▶ [Your assignment] Copy out again, unchanged, the listing below from the line that has "Target: fir branch on snow" through the line that has "the wagon wheel.".

▶ [Input records]

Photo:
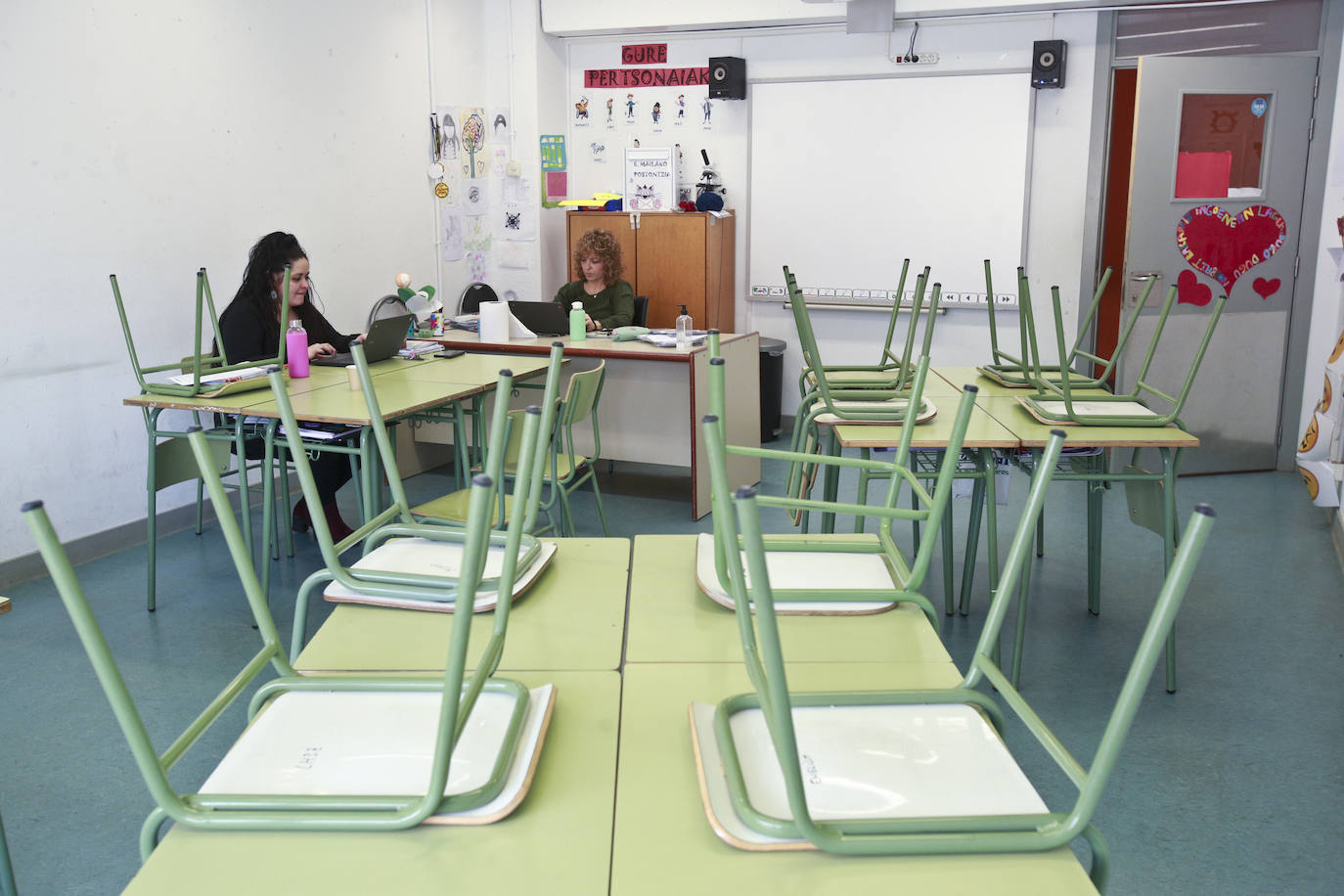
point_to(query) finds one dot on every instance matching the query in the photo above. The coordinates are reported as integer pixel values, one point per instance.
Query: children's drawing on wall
(450, 225)
(448, 130)
(471, 130)
(476, 197)
(515, 223)
(476, 267)
(476, 233)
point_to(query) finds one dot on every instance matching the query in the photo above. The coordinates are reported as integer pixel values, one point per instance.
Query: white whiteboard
(848, 177)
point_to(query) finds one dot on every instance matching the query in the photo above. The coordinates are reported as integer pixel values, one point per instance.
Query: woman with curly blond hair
(607, 299)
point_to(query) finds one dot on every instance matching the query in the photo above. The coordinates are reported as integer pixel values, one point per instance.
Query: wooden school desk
(558, 841)
(571, 618)
(664, 845)
(653, 399)
(672, 621)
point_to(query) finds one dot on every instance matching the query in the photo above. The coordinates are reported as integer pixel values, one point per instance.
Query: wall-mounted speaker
(728, 78)
(1048, 64)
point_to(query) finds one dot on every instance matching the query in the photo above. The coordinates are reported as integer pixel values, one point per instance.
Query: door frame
(1314, 202)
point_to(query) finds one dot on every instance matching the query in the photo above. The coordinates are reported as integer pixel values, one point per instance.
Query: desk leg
(1170, 536)
(152, 507)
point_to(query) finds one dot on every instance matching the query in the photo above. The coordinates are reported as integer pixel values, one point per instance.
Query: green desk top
(672, 621)
(1032, 432)
(573, 618)
(664, 845)
(981, 431)
(557, 842)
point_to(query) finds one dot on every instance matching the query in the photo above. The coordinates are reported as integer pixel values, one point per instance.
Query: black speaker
(1048, 64)
(728, 78)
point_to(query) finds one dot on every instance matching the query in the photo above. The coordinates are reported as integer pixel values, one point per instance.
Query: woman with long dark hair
(250, 330)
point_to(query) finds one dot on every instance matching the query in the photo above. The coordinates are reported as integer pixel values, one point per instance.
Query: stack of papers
(219, 379)
(667, 337)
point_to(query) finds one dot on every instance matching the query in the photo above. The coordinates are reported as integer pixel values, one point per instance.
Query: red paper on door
(1203, 175)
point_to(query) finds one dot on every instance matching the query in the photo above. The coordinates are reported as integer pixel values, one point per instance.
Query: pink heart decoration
(1225, 245)
(1266, 288)
(1191, 291)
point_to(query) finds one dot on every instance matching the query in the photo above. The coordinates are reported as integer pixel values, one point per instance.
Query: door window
(1221, 146)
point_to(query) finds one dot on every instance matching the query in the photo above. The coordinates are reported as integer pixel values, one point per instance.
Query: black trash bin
(772, 385)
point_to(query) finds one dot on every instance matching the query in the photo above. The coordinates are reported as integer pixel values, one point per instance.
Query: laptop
(384, 337)
(543, 319)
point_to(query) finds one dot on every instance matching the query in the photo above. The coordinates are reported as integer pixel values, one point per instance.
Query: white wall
(152, 139)
(1060, 133)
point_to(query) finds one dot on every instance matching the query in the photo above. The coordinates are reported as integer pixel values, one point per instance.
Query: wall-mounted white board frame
(840, 202)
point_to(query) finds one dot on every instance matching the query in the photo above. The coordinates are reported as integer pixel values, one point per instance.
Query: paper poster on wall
(450, 226)
(515, 223)
(473, 136)
(476, 233)
(448, 132)
(499, 125)
(650, 179)
(476, 267)
(476, 197)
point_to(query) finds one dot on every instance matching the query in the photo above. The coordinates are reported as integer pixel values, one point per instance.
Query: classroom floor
(1232, 784)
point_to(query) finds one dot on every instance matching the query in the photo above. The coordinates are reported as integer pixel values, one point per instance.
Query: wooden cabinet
(675, 258)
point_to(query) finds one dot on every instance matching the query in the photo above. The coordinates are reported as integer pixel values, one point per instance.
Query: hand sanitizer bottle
(683, 331)
(295, 349)
(578, 323)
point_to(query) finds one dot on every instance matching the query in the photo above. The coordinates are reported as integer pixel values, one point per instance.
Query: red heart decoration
(1266, 288)
(1191, 291)
(1225, 245)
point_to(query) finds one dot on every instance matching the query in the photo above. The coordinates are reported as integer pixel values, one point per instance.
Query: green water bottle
(578, 323)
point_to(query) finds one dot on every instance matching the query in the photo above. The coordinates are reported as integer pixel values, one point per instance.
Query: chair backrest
(277, 812)
(386, 306)
(471, 297)
(198, 363)
(956, 834)
(642, 312)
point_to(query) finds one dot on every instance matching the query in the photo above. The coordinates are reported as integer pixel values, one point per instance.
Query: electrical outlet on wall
(920, 58)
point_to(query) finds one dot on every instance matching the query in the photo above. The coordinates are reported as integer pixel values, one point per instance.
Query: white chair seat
(816, 571)
(427, 557)
(370, 743)
(863, 762)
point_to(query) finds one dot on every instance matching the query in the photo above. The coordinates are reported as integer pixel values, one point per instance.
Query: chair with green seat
(373, 751)
(901, 773)
(412, 560)
(1019, 371)
(829, 574)
(168, 457)
(1056, 400)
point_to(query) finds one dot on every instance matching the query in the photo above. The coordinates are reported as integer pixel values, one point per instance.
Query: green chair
(829, 574)
(291, 767)
(168, 456)
(904, 771)
(887, 371)
(1055, 400)
(410, 561)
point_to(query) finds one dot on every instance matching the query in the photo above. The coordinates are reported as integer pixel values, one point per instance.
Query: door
(1229, 133)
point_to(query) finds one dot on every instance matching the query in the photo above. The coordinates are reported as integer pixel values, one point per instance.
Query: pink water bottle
(295, 349)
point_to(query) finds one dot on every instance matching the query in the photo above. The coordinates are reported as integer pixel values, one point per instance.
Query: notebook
(384, 337)
(543, 319)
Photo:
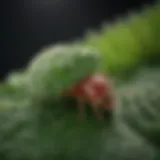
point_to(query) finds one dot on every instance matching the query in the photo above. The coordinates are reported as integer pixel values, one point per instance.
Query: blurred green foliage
(34, 130)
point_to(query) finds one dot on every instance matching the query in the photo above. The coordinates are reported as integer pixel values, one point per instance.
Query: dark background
(31, 24)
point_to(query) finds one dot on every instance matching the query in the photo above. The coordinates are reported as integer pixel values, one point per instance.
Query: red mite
(97, 91)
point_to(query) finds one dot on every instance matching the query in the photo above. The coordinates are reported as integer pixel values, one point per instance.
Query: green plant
(36, 123)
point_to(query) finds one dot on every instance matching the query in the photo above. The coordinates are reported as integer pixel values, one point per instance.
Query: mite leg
(81, 109)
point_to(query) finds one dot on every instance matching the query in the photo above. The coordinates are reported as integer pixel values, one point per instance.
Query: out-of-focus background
(32, 24)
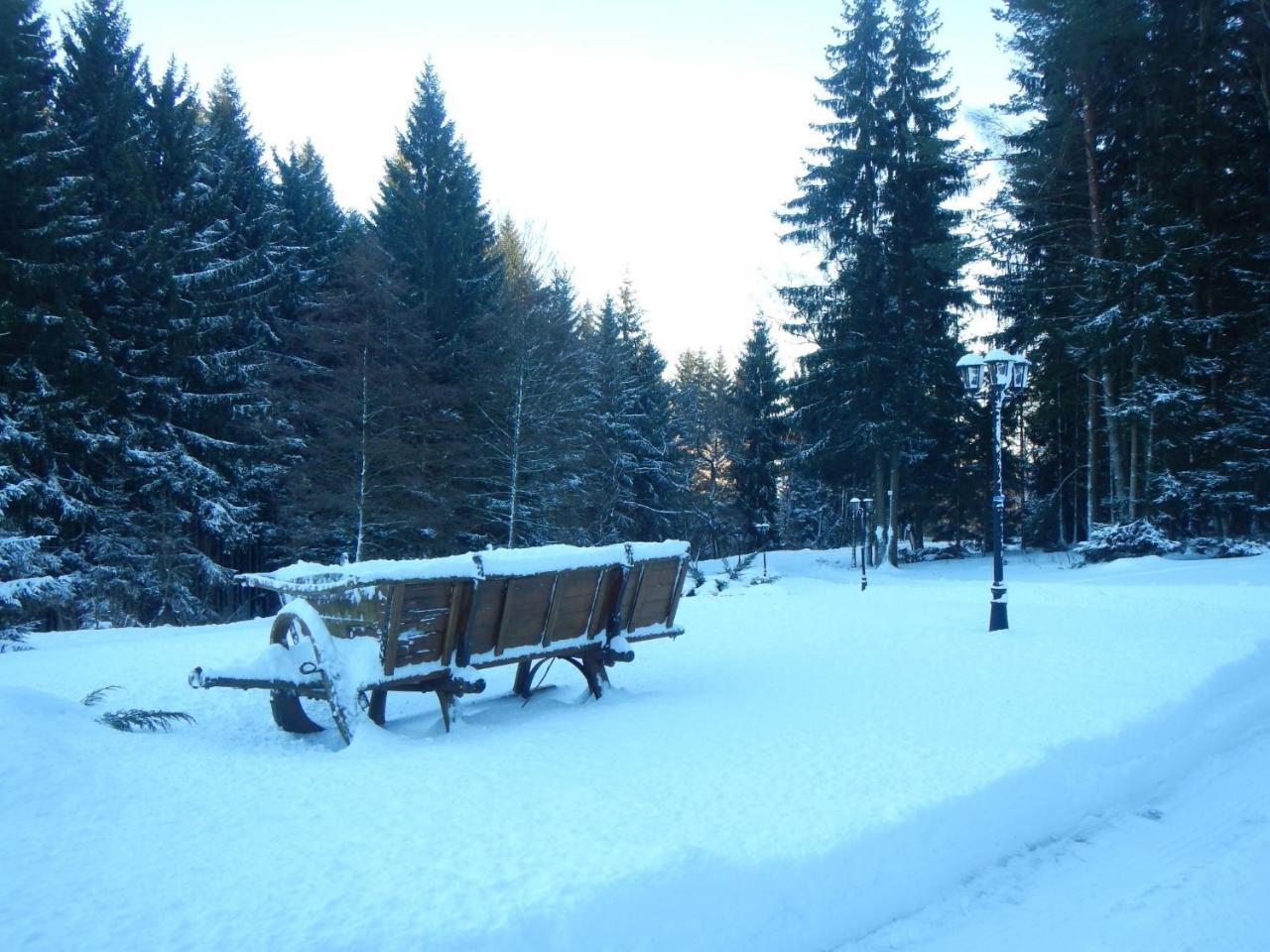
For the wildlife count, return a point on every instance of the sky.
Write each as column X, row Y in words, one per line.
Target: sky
column 656, row 140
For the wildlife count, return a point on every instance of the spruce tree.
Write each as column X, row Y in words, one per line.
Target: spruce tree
column 531, row 403
column 431, row 220
column 876, row 389
column 758, row 394
column 703, row 420
column 310, row 223
column 634, row 483
column 45, row 500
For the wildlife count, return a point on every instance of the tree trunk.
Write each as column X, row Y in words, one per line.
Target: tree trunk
column 1115, row 452
column 879, row 500
column 1091, row 451
column 892, row 512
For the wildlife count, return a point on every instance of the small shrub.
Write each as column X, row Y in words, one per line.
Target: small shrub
column 742, row 563
column 1223, row 548
column 1125, row 539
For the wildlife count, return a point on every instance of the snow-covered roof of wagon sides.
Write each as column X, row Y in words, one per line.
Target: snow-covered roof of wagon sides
column 493, row 561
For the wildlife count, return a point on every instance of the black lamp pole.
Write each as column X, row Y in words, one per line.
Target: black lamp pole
column 865, row 512
column 1005, row 376
column 997, row 616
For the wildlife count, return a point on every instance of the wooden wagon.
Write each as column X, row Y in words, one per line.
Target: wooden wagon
column 348, row 635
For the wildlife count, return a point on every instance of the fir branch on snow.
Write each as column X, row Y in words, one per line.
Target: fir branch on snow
column 137, row 720
column 95, row 697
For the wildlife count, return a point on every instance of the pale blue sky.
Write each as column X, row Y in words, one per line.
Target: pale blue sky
column 654, row 139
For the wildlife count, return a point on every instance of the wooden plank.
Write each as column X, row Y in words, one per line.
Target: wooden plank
column 639, row 583
column 447, row 645
column 590, row 629
column 504, row 619
column 485, row 615
column 390, row 647
column 681, row 576
column 553, row 611
column 465, row 638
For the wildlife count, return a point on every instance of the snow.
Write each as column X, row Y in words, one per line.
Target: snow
column 810, row 767
column 490, row 562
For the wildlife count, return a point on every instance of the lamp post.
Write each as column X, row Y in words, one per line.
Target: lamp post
column 860, row 512
column 997, row 376
column 761, row 529
column 855, row 529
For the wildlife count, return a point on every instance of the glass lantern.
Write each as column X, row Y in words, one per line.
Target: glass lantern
column 1000, row 367
column 970, row 367
column 1019, row 375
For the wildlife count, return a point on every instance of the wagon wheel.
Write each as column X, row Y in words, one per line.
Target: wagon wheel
column 289, row 710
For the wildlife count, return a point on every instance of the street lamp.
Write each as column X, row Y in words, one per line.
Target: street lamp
column 1002, row 376
column 860, row 511
column 855, row 527
column 761, row 529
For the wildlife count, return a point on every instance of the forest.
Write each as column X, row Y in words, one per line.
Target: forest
column 209, row 367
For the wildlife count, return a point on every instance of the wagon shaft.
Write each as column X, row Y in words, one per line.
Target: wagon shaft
column 354, row 633
column 310, row 688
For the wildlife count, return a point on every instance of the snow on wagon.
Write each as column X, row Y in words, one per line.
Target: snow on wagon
column 350, row 634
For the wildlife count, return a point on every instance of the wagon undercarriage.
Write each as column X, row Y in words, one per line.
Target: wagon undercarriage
column 347, row 639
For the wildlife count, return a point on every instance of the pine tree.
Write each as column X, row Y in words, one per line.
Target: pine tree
column 310, row 223
column 633, row 481
column 758, row 394
column 838, row 397
column 875, row 391
column 925, row 259
column 531, row 403
column 1141, row 308
column 431, row 220
column 703, row 421
column 44, row 339
column 354, row 489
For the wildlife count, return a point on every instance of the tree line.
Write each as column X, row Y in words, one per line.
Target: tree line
column 209, row 367
column 1128, row 252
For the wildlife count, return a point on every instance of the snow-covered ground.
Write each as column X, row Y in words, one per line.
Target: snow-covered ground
column 811, row 767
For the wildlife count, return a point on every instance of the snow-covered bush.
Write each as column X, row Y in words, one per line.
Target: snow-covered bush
column 1124, row 539
column 1223, row 548
column 934, row 553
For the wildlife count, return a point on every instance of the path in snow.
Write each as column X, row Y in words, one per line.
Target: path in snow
column 1189, row 871
column 807, row 765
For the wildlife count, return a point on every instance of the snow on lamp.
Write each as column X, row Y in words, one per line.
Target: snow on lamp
column 970, row 367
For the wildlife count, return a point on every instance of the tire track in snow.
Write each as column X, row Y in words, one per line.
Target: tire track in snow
column 1188, row 871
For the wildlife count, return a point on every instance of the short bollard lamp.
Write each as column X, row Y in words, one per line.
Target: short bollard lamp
column 762, row 529
column 997, row 376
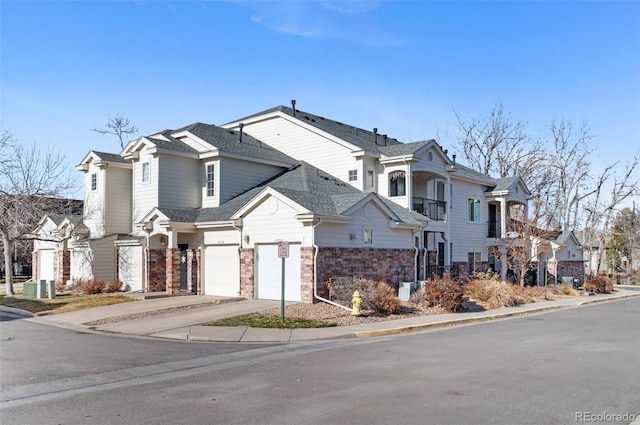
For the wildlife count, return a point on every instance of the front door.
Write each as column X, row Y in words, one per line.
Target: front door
column 183, row 265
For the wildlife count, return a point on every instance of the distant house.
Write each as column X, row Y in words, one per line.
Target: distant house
column 203, row 209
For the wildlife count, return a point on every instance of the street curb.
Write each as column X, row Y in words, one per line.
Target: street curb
column 445, row 323
column 613, row 298
column 17, row 311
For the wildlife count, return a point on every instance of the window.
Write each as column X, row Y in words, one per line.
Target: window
column 475, row 262
column 211, row 190
column 367, row 237
column 397, row 183
column 474, row 210
column 145, row 172
column 370, row 179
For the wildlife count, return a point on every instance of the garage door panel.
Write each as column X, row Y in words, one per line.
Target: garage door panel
column 222, row 271
column 269, row 280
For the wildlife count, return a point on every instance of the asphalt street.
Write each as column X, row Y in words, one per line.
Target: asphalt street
column 557, row 367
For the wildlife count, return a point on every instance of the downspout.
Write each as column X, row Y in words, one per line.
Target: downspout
column 315, row 268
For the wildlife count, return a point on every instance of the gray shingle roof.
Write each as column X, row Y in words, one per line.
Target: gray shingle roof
column 229, row 141
column 110, row 157
column 403, row 148
column 359, row 137
column 304, row 184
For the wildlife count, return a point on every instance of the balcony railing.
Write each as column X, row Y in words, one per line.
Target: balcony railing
column 435, row 210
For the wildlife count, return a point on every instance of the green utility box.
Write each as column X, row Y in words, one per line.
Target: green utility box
column 29, row 290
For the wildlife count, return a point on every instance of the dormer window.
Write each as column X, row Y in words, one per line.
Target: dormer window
column 211, row 175
column 146, row 172
column 397, row 185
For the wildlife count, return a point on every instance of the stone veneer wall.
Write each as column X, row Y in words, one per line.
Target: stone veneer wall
column 306, row 274
column 34, row 265
column 173, row 270
column 157, row 270
column 365, row 263
column 247, row 270
column 61, row 267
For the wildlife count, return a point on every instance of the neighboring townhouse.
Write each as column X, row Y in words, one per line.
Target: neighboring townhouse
column 51, row 252
column 203, row 209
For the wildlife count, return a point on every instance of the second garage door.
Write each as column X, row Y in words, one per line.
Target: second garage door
column 270, row 272
column 222, row 271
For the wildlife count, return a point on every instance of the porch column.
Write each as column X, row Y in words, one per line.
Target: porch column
column 503, row 218
column 173, row 270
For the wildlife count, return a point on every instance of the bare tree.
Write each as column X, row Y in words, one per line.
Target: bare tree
column 33, row 183
column 498, row 145
column 602, row 207
column 119, row 126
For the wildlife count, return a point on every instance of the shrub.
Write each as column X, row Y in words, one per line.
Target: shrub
column 89, row 286
column 113, row 286
column 600, row 284
column 491, row 293
column 386, row 300
column 444, row 292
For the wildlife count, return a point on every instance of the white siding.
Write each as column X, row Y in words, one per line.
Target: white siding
column 118, row 200
column 145, row 195
column 467, row 236
column 94, row 202
column 178, row 179
column 274, row 220
column 370, row 216
column 81, row 264
column 303, row 144
column 130, row 267
column 238, row 176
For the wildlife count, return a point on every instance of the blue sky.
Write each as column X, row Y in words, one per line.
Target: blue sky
column 403, row 67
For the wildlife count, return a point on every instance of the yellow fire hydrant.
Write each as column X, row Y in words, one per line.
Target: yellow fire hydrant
column 357, row 302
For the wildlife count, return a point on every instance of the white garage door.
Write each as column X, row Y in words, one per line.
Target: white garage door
column 130, row 267
column 269, row 280
column 222, row 270
column 45, row 264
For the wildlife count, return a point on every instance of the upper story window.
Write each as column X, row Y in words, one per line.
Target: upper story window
column 397, row 186
column 474, row 210
column 211, row 176
column 146, row 172
column 370, row 178
column 367, row 237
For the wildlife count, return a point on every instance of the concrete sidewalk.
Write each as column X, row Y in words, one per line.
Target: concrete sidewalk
column 180, row 318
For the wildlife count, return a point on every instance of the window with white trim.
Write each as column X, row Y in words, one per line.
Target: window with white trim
column 397, row 184
column 146, row 172
column 367, row 237
column 475, row 262
column 474, row 210
column 370, row 178
column 211, row 180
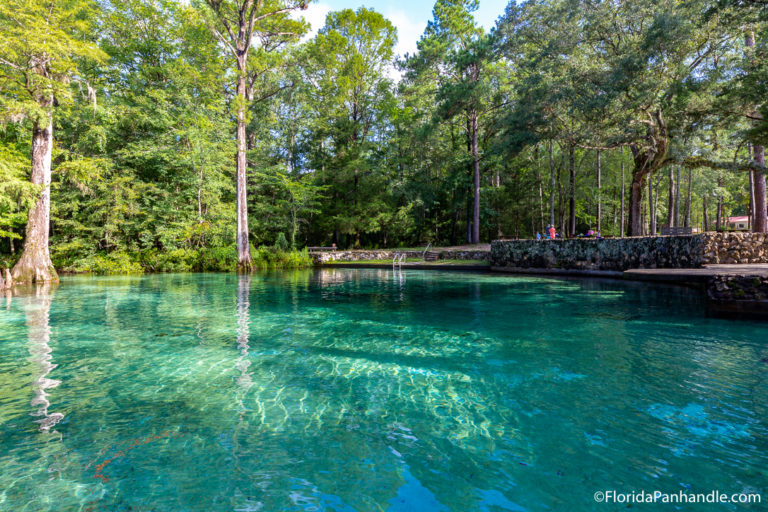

▶ [Task answer]
Target: fir branch on snow
column 137, row 720
column 95, row 697
For the wildlife count, return a point on every instance of the pale blue sky.
Write each as column X, row Y in words, one per line.
Target: pale blue sky
column 654, row 139
For the wildlife count, return a point on every instance of the wooden plank.
Write each as column X, row Y in words, one per line.
Target: wooden plank
column 639, row 583
column 447, row 645
column 590, row 629
column 504, row 619
column 485, row 615
column 390, row 647
column 681, row 576
column 553, row 611
column 465, row 638
For the wildlife count, return a point on every instance of the snow.
Write each as column X, row Y in words, one per line.
Target: snow
column 810, row 767
column 490, row 562
For the wildlife count, return a point on every instance of the lamp post.
Write each as column X, row Y in words, one per line.
Target: lamp post
column 860, row 512
column 997, row 376
column 761, row 529
column 855, row 529
For the wildlife count, return a point on every instance of the glass lantern.
Write each as column X, row Y in words, one per line.
Target: glass lantern
column 1000, row 367
column 970, row 367
column 1019, row 375
For the wildlife count, return a point on every instance of the wagon wheel.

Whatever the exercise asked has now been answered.